**Set task**
Copy every item below verbatim, omitting the pictures from your answer.

"""

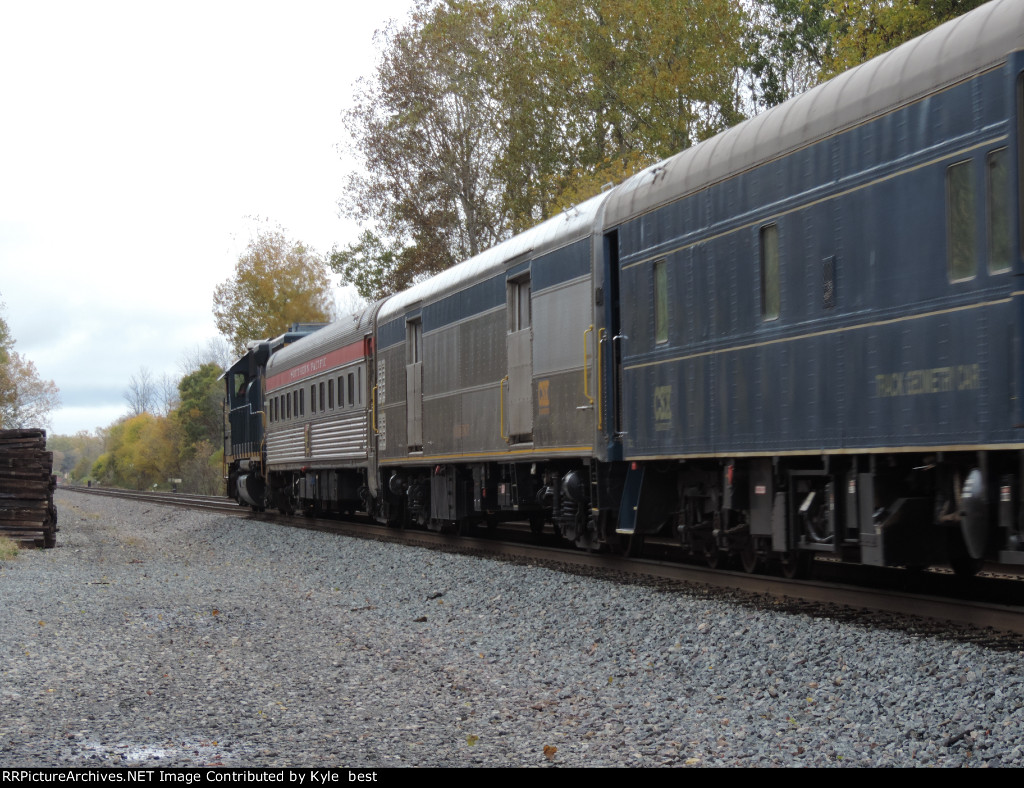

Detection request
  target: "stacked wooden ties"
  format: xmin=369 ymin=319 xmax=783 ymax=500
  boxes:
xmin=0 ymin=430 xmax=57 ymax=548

"""

**Solution to the exercise**
Detection request
  target: "stacked wooden ties"
  format: xmin=369 ymin=319 xmax=783 ymax=500
  boxes:
xmin=0 ymin=430 xmax=57 ymax=548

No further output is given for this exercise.